__TASK PROMPT__. Reproduce the items below verbatim, from their beginning through the line containing "[363,234,515,262]", including that line.

__RECORDS FOR THIS EXERCISE__.

- - - - - - -

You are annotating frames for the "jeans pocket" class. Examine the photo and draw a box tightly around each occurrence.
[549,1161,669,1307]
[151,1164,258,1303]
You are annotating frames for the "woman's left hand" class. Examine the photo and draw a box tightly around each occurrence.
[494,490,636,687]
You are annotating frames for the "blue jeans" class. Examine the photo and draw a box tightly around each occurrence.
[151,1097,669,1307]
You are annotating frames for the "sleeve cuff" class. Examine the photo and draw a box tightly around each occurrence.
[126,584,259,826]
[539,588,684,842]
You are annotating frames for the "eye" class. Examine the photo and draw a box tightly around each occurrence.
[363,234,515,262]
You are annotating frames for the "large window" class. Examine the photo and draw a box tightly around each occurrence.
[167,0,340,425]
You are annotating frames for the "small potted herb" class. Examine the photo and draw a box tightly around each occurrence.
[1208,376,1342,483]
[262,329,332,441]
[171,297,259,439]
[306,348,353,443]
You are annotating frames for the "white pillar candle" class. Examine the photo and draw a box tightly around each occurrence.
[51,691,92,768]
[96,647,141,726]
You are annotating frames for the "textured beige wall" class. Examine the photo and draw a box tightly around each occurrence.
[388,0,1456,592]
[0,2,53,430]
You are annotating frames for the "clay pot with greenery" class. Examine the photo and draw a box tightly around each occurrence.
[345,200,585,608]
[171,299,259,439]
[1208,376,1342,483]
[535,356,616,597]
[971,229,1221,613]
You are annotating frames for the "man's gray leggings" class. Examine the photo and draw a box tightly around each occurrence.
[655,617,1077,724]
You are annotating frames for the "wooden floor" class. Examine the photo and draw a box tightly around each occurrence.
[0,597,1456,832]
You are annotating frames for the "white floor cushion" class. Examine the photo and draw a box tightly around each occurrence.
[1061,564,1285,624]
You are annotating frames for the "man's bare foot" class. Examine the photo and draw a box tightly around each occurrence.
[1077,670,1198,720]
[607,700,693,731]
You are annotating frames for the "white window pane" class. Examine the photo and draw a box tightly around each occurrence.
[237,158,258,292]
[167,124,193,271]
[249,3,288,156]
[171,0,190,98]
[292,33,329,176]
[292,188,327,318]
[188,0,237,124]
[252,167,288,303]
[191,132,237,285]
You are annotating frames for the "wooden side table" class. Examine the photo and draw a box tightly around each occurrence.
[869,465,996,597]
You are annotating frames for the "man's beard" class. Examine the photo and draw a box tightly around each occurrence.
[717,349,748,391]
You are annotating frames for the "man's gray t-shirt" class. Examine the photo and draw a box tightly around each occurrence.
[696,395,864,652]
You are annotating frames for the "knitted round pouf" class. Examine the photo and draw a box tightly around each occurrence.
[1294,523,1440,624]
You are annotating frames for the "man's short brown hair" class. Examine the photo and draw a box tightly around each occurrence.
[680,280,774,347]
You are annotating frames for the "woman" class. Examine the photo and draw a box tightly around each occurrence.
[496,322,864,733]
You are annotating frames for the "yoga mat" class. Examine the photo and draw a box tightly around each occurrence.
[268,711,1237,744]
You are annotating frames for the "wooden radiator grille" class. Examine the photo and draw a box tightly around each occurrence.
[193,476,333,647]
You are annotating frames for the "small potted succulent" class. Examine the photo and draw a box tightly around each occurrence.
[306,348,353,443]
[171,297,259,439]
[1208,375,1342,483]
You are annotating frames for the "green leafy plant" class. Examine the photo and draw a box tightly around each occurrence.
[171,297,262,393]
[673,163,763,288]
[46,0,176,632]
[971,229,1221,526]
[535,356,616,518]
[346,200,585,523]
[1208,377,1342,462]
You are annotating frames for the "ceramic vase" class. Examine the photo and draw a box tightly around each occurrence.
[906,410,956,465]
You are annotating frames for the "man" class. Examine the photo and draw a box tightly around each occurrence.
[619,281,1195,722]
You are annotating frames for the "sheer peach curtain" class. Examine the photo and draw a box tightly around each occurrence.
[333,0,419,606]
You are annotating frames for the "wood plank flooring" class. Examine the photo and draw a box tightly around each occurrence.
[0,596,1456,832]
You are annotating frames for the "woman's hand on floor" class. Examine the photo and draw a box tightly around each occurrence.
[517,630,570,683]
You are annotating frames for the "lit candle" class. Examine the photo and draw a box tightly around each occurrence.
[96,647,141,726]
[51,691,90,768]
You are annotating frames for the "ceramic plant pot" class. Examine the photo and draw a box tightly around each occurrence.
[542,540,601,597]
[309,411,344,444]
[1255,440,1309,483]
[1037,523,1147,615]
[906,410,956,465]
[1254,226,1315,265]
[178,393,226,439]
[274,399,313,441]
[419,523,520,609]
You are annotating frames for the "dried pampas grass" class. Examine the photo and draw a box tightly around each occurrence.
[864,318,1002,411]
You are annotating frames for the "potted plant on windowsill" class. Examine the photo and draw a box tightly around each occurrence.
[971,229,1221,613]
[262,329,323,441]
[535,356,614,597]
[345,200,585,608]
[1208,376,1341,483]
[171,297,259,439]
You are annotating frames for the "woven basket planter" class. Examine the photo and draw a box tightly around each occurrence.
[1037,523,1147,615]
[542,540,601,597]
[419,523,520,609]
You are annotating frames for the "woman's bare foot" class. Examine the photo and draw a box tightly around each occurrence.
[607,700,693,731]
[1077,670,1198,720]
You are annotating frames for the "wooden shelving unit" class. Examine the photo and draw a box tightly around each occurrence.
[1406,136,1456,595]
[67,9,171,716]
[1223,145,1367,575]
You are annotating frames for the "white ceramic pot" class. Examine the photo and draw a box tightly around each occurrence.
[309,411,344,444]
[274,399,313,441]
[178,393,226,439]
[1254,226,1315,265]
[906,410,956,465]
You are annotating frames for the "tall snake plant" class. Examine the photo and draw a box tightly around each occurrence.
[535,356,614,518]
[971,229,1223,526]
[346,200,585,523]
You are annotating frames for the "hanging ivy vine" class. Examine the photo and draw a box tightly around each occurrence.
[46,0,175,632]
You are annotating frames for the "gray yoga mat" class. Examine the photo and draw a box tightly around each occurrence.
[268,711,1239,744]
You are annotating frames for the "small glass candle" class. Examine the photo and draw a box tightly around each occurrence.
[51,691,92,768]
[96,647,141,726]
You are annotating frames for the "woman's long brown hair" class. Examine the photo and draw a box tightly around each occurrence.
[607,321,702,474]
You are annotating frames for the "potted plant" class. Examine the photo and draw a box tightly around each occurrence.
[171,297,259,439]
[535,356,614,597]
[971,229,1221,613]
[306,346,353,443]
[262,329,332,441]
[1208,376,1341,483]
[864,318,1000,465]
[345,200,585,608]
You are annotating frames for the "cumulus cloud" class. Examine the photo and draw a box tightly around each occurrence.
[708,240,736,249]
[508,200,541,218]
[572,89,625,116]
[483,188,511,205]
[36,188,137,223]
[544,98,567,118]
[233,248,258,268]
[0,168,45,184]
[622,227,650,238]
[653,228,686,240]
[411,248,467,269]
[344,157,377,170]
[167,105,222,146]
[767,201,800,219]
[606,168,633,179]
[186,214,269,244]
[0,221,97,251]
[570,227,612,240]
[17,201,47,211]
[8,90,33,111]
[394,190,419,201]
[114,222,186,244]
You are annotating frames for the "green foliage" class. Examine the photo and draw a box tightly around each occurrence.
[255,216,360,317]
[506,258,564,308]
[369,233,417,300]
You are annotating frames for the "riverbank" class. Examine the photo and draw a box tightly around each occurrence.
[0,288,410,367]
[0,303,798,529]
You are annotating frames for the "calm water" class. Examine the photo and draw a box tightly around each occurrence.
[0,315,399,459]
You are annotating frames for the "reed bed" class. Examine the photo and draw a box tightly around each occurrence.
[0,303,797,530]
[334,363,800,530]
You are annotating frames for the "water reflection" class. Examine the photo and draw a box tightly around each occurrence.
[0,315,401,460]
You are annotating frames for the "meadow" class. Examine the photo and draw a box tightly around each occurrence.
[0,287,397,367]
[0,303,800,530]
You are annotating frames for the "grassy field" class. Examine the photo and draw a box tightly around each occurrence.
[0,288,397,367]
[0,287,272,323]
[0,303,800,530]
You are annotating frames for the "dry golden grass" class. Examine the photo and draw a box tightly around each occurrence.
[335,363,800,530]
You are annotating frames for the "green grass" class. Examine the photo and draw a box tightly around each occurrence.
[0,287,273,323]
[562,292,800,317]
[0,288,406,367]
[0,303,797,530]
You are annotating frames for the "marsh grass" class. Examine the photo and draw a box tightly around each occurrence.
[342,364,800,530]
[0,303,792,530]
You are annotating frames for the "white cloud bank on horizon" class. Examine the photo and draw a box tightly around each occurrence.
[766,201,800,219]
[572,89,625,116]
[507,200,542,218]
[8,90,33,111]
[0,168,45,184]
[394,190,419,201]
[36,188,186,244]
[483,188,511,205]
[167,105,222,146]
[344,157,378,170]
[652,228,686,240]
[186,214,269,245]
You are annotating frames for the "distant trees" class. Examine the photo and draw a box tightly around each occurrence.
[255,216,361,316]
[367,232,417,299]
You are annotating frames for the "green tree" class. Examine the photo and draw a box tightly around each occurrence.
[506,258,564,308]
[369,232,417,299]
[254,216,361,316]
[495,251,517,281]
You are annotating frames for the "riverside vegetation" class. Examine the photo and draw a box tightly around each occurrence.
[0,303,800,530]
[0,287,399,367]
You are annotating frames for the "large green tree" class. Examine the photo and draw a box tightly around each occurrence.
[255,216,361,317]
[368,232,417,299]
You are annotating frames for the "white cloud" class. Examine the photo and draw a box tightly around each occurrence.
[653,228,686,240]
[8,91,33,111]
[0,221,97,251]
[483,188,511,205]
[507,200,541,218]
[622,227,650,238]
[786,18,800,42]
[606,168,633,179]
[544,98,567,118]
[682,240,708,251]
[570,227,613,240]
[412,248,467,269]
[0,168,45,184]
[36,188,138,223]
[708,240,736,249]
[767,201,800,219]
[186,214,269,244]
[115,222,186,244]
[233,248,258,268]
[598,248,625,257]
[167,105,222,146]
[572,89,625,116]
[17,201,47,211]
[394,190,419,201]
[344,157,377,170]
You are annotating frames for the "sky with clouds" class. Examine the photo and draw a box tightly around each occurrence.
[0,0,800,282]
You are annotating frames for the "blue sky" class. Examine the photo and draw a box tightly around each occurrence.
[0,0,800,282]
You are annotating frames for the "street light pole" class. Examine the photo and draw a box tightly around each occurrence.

- - - - - - -

__WRITTEN SOLUTION__.
You are annotating frames for the "jeans pocket" class. Examine the photo and draw a box tightly around each occurrence.
[549,1161,669,1307]
[151,1164,258,1303]
You are annotating frames for the "woman's left hand" class. Examine the photo and draw a box tightly around each occurrence.
[494,490,636,687]
You are annotating frames for the "blue jeans" class. Examine the photo and draw a box tightly around each occurrence.
[151,1097,669,1307]
You are annotating frames for the "sleeve cuff" class. Examine the photo and draw a box tightly around each occurrence.
[126,584,259,826]
[539,588,684,842]
You are annotating frames for the "eye" class. Examine the photo and draw a box tightly around each occurrence.
[363,234,515,262]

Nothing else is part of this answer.